### Petunjuk Tugas 1
Menurut teks berita di bawah, berapa jumlah penduduk miskin Indonesia pada Maret 2015?

### Teks yang Diberikan
Jumlah Rakyat Miskin Melonjak

Rabu, 16 September 2015 - 10:06 WIB
Jumlah Rakyat Miskin...
Jumlah Rakyat Miskin Melonjak
A A A
JAKARTA - Jumlah penduduk miskin Indonesia melonjak 860.000 orang hanya dalam kurun enam bulan. Mengacu pada kondisi ekonomi yang masih mengalami perlambatan, dikhawatirkan angka ini bisa kembali membengkak jika pemerintah tak bertindak serius.

Badan Pusat Statistik (BPS) mencatat, penduduk miskin pada Maret 2015 sebesar 28,59 juta orang atau 11,22% dari total penduduk Indonesia. Angka ini mengalami kenaikan 0,26% bila dibandingkan dengan September 2014 yang sebanyak 27,73 juta penduduk miskin. ”Terdapat sejumlah faktor yang memengaruhi peningkatan jumlah penduduk miskin, antara lain inflasi dan kenaikan harga beras,” ujar Kepala BPS Suryamin di Jakarta kemarin.

### Petunjuk Tugas 2
Ambil dari daftar di bawah baris-baris mulai dari baris yang memuat "object_class = hiking boot" sampai akhir daftar, termasuk kedua ujungnya, lalu tulis ulang tanpa perubahan sedikit pun.

### Bahan yang Diberikan

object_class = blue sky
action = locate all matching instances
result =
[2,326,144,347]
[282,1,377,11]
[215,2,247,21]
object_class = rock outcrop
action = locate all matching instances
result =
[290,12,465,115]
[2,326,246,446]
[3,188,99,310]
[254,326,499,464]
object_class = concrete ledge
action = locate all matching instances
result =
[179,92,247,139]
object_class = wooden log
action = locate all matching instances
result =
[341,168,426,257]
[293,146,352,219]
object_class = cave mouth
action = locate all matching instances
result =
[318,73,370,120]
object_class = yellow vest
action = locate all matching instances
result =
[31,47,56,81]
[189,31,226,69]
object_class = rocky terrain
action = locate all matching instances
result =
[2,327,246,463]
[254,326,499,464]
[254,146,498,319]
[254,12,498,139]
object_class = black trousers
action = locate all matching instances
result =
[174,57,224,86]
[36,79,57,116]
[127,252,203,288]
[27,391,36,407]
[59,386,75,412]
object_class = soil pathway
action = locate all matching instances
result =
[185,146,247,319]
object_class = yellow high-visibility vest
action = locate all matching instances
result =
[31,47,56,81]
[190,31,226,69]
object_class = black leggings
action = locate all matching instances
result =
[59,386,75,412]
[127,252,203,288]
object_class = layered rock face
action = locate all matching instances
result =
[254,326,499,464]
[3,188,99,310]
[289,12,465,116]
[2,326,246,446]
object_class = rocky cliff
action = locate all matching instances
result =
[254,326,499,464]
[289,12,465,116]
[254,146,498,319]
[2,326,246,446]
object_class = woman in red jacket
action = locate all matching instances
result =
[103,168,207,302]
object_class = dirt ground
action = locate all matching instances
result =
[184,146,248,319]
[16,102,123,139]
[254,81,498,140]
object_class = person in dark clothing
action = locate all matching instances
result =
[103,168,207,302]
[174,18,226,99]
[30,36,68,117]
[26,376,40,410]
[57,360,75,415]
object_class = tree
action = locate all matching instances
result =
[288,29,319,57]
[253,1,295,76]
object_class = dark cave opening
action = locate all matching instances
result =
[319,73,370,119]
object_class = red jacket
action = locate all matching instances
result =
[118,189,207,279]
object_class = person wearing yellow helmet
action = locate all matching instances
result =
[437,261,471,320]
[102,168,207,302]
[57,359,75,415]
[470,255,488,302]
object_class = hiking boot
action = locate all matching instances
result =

### Jawaban Akhir 1
28,59 juta orang, atau 11,22% dari total penduduk Indonesia.

### Jawaban Akhir 2
object_class = hiking boot
action = locate all matching instances
result =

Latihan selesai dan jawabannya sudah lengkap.